[Dataset records]
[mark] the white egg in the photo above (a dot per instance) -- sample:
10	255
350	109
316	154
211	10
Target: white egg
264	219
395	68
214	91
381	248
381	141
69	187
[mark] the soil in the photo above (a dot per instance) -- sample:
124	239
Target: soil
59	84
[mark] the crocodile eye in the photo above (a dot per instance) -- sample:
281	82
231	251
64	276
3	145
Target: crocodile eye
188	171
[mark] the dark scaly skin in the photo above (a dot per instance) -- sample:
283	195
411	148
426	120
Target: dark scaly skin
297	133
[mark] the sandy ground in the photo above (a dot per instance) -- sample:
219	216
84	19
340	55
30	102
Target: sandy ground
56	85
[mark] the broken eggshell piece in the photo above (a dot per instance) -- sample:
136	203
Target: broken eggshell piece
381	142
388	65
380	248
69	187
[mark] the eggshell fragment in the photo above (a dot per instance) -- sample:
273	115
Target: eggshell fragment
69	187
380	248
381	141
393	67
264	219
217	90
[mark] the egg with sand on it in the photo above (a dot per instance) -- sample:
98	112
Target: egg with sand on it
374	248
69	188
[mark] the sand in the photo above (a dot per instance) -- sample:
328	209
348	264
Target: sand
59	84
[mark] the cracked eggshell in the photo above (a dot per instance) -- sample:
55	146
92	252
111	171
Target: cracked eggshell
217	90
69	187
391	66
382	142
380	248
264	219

[Objective]
Rewrite all the data above, substituting "reptile eye" for every "crocodile eye" and leaving everything else the same.

[Exercise result]
[mark] the white egg in the photo above (a dot per instance) -- sample:
10	255
350	109
316	154
211	10
Target: white egg
264	219
395	68
214	91
381	248
381	141
69	187
[mark] the soil in the photo above (a dot per instance) -- sample:
124	239
Target: soil
59	84
[mark] the reptile eye in the photo above (a dot per instance) -- sample:
281	82
231	251
64	276
3	145
Target: reptile eye
188	171
[mark] the dark scaly skin in the photo above (a dot per instance) -- sample:
283	195
411	148
426	120
Target: dark scaly skin
297	133
[mark] the sandy ground in the photo above (a dot per instance) -- sample:
219	216
84	19
340	55
30	102
Target: sandy ground
56	85
[mark] the broken eggshell piece in the photo above (a dot per instance) -- sample:
136	203
Target: broken eggshell piece
381	142
388	65
380	248
69	187
[mark] the eggshell fragment in the photo above (a dot per instance) -- sample:
273	115
Target: eggshell fragment
69	187
380	248
381	141
393	67
264	219
217	90
[mark] the egg with sand on it in the photo above (a dot per instance) -- sample:
98	112
Target: egg with sand on it
374	248
69	188
[mark] the sand in the photo above (a dot per instance) -- sample:
328	209
348	264
Target: sand
59	84
[mark] the cracked eggshell in the photo above (a dot per instance) -- sample:
55	146
92	252
111	171
Target: cracked eggshell
217	90
69	187
391	66
382	142
380	248
264	219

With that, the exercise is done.